**INSTRUCTIONS TO FOLLOW**
Copy all of the records exactly.
────────────────────────────────────────
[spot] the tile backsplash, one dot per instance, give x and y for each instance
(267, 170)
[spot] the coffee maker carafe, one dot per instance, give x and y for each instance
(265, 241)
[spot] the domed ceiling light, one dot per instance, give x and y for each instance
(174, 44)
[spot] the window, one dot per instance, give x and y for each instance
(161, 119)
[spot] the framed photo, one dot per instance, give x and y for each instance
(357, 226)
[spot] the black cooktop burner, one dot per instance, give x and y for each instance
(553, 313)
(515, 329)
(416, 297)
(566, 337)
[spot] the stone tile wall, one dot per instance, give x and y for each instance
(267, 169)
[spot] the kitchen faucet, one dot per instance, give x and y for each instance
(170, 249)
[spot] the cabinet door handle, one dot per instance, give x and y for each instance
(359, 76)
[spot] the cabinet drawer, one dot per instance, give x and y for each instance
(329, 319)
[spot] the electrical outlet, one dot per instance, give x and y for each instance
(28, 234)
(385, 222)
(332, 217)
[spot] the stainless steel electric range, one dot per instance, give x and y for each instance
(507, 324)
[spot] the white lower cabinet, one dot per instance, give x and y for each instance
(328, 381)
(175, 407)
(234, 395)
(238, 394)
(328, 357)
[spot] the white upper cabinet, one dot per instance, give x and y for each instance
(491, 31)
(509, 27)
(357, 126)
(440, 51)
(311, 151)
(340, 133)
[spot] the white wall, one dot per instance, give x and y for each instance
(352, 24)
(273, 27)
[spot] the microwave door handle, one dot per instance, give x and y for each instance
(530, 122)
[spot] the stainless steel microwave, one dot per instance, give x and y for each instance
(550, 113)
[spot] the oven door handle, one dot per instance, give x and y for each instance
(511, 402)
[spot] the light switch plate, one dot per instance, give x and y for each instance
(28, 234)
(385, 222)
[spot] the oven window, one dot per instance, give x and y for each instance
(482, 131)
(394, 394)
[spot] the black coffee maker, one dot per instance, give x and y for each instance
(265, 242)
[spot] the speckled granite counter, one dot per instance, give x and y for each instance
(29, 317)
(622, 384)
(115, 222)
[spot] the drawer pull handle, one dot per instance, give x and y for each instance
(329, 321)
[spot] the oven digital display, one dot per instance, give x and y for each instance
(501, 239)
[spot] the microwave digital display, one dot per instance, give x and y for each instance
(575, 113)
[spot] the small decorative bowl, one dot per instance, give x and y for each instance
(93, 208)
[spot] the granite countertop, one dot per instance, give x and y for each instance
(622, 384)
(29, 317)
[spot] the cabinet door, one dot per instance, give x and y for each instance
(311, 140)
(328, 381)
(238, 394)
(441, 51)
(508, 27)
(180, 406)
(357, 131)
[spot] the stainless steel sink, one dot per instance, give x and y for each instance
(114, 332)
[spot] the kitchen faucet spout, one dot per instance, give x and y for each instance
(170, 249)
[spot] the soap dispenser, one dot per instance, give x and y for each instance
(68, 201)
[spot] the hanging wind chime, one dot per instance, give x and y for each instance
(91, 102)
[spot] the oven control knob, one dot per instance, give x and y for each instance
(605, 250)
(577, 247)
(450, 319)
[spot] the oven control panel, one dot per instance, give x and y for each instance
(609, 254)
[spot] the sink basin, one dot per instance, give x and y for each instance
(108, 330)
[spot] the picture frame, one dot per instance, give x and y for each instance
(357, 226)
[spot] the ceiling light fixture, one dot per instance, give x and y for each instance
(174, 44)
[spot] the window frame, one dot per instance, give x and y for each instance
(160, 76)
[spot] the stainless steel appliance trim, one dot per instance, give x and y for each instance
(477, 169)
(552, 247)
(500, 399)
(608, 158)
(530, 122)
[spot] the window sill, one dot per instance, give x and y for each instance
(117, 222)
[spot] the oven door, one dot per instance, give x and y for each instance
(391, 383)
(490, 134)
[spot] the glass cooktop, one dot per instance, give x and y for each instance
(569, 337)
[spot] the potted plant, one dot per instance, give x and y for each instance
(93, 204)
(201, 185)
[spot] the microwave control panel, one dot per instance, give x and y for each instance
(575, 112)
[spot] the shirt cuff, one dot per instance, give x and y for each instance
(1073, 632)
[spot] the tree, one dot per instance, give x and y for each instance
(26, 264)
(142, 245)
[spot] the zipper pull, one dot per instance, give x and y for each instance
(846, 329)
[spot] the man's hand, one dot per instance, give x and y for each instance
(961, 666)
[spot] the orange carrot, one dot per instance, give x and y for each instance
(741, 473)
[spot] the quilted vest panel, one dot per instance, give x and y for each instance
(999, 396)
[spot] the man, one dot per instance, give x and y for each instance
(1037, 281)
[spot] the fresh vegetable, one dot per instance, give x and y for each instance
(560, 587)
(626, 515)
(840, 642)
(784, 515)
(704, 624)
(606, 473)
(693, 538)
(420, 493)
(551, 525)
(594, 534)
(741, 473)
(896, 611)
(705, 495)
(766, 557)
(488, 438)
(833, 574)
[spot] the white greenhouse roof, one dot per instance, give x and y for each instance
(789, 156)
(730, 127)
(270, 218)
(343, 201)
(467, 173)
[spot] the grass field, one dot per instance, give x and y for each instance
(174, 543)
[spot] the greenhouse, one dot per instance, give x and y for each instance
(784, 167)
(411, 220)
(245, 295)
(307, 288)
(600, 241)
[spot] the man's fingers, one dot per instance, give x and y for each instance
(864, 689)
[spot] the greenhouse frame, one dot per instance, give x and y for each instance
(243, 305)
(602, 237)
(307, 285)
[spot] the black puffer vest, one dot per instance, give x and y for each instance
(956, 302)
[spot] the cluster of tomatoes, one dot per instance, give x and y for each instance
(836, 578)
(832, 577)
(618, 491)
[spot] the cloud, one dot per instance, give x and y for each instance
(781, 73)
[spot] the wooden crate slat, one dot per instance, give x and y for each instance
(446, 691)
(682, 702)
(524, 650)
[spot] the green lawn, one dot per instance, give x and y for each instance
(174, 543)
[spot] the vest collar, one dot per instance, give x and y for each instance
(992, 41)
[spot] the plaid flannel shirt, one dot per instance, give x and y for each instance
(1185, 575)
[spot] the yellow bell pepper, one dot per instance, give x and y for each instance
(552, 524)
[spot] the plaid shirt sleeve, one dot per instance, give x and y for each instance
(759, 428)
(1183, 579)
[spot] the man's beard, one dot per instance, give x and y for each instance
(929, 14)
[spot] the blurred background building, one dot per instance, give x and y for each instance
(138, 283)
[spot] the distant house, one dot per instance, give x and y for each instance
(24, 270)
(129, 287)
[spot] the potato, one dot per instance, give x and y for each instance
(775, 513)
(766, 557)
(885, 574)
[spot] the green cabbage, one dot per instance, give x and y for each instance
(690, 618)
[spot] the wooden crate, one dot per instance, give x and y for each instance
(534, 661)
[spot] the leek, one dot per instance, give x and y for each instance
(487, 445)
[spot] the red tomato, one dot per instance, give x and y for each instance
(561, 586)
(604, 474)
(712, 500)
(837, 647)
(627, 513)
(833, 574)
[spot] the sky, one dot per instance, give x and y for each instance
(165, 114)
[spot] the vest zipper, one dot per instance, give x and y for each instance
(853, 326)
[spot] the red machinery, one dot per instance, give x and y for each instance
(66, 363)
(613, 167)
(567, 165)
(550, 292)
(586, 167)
────────────────────────────────────────
**YOUR SOLUTION**
[spot] the tile backsplash, one dot per instance, give x and y for each instance
(267, 170)
[spot] the coffee maker carafe, one dot per instance, give x and y for each instance
(265, 241)
[spot] the domed ceiling light, one dot per instance, give x and y for each instance
(174, 44)
[spot] the window, one dot per instance, give x and y for each instance
(161, 119)
[spot] the framed photo, one dot per instance, give x and y for each instance
(357, 226)
[spot] the black cooktop burner, one dot per instance, give x and y for each instance
(553, 313)
(515, 329)
(416, 297)
(566, 337)
[spot] the stone tile wall, one dot per instance, give x and y for each instance
(267, 169)
[spot] the kitchen faucet, one dot per instance, give x and y for each instance
(170, 249)
[spot] the cabinet door handle, one dot per instance, give x and y for each instance
(359, 76)
[spot] the cabinet drawer, one dot per instance, give x and y for each instance
(329, 319)
[spot] the electrical outlet, one dot per instance, give x and y for each instance
(28, 234)
(385, 222)
(332, 217)
[spot] the stainless steel electric range, one dot per instance, give x and y for each instance
(507, 324)
[spot] the white lower cabinet, one dot per instance, give x and y for each instance
(328, 381)
(175, 407)
(234, 395)
(238, 394)
(328, 357)
[spot] the white upper cabinet, one dot per instance, give x and y for each instance
(491, 31)
(509, 27)
(357, 126)
(440, 51)
(311, 151)
(340, 133)
[spot] the white wall, one dot per instance, give x and y for each instance
(352, 24)
(273, 27)
[spot] the microwave door handle, one dot per instance, give x and y for each instance
(530, 122)
[spot] the stainless steel microwave, one dot per instance, give x and y for each instance
(550, 113)
[spot] the oven door handle, one dot per instance, give x and y for each instance
(511, 402)
[spot] the light switch plate, one dot per instance, give x and y for each instance
(28, 234)
(385, 222)
[spot] the oven window, one dot per instance, give x and y for each instance
(482, 131)
(394, 394)
[spot] the black coffee maker, one dot per instance, give x and y for each instance
(265, 242)
[spot] the speckled granite counter, one dot per instance, give x and y for each instance
(29, 317)
(622, 384)
(115, 222)
[spot] the drawer pull handle, one dot per instance, give x and y for each instance
(329, 321)
[spot] the oven digital display, one dot per instance, give x and y for each instance
(501, 239)
[spot] the microwave digital display, one dot per instance, give x and y for each instance
(575, 113)
[spot] the small decorative bowl, one dot per instance, give x and y for each instance
(93, 208)
[spot] the granite countertop, one dot per instance, give x and y for each instance
(622, 384)
(29, 317)
[spot] the cabinet door, one dot per instance, give x and y for each instance
(311, 140)
(328, 381)
(238, 394)
(441, 51)
(508, 27)
(180, 406)
(357, 131)
[spot] the stainless steel sink, one dot per instance, give x and y for each instance
(114, 332)
[spot] the kitchen faucet spout, one dot per instance, give x and y for each instance
(170, 249)
[spot] the soap dispenser, one dot per instance, give x and y for each instance
(68, 201)
[spot] the hanging wind chime, one dot per instance, give x and y for each instance
(91, 102)
[spot] the oven control knob, one dot per instance, give x and y for each instance
(605, 250)
(577, 247)
(450, 319)
[spot] the oven control panel, one dot per instance, give x and y for each instance
(609, 254)
[spot] the sink basin, one dot per instance, give x and y for each instance
(108, 330)
[spot] the picture frame, one dot per instance, give x and y for each instance
(357, 226)
[spot] the ceiling light fixture, one dot per instance, give x and y for each instance
(174, 44)
[spot] the window frame, one dot per instance, give x and y for each instance
(160, 76)
[spot] the stainless steel appliance trim, one dot per instance, give x and y for each instance
(477, 169)
(552, 247)
(500, 399)
(608, 158)
(530, 122)
[spot] the window sill, one dot per instance, give x and y for each instance
(117, 222)
[spot] the oven door, one dot per instance, give x and y for each instance
(391, 383)
(490, 134)
[spot] the glass cooktop, one dot per instance, give x and y for each instance
(569, 337)
[spot] the potted plant, one dot per instance, give x and y for each instance
(93, 204)
(201, 185)
[spot] the microwave control panel, one dot per instance, give x and y for each instance
(575, 112)
[spot] the shirt cuff, one dot per instance, give x and y for each instance
(1073, 632)
[spot] the tree, one dot per instance, give x and y for each instance
(26, 264)
(142, 245)
[spot] the zipper pull, one dot per instance, give x and y for each instance
(846, 329)
[spot] the man's hand, one dot per instance, give x and y for each instance
(961, 666)
[spot] the orange carrot, one dot per instance, give x and y for each instance
(741, 473)
[spot] the quilted vest panel, one dot per instance, give x and y for each instance
(999, 396)
[spot] the man, one dot per instance, give x and y for each instance
(1037, 281)
[spot] the fresh vegetable, one dot per instance, give x and y for each instance
(560, 587)
(626, 515)
(840, 642)
(784, 515)
(704, 624)
(606, 473)
(693, 538)
(420, 493)
(551, 525)
(594, 534)
(741, 473)
(896, 611)
(705, 495)
(766, 557)
(488, 438)
(833, 574)
[spot] the white greenhouse roof, one dot per instance, give x and y for each instance
(789, 156)
(730, 127)
(270, 218)
(343, 201)
(467, 173)
[spot] the grass field, one dot per instance, give x and y for each instance
(174, 543)
[spot] the greenhouse, one dot per instance, give x and y for each instance
(784, 167)
(411, 220)
(245, 295)
(307, 288)
(600, 241)
[spot] the man's fingers, one dot per instance, give x and y for each instance
(864, 689)
[spot] the greenhouse frame, one dot per instance, give x and y for each instance
(243, 305)
(602, 237)
(307, 285)
[spot] the black puffer vest, one dot per instance, give x and y for each instance
(956, 302)
[spot] the cluster of tomatoes, one dot per instance, give x and y for each instance
(836, 578)
(832, 577)
(618, 491)
[spot] the cloud, one dot per instance, give x and y for each instance
(781, 73)
[spot] the wooden crate slat, one dot per instance, give x and y for each instance
(446, 691)
(682, 702)
(524, 650)
[spot] the green lawn, one dot per instance, give x and y for each instance
(174, 543)
[spot] the vest collar, one dot per instance, give x and y for each instance
(992, 41)
[spot] the plaid flannel shirt, one dot per instance, give x and y for each instance
(1185, 575)
[spot] the yellow bell pepper, one dot per instance, give x and y for each instance
(552, 524)
[spot] the plaid shirt sleeve, one dot per instance, give x and y for each instance
(759, 428)
(1183, 579)
[spot] the man's beard, one dot per instance, give x and y for each instance
(929, 14)
[spot] the blurred background building, one dot per instance, give x and y for each instance
(138, 283)
[spot] the distant house, one dot per instance, give x and y for each instance
(24, 270)
(129, 287)
[spot] the potato, one dot per instance, give x and y for each instance
(775, 513)
(766, 557)
(885, 574)
[spot] the green cabbage, one dot per instance, give x and y for each instance
(690, 618)
[spot] the wooden crate, one dot per instance, give x and y for each instance
(534, 661)
[spot] the leek, one dot per instance, give x and y for each instance
(487, 445)
[spot] the red tomato, one dot per instance, give x and y for each instance
(561, 586)
(604, 474)
(712, 500)
(837, 647)
(627, 513)
(833, 574)
[spot] the sky, one dot per instance, give x and y for each instance
(165, 114)
[spot] the vest zipper, one dot per instance, give x and y for each instance
(853, 326)
[spot] the red machinery, one dot per instance, give x and y for each instance
(66, 363)
(613, 167)
(567, 165)
(550, 292)
(586, 167)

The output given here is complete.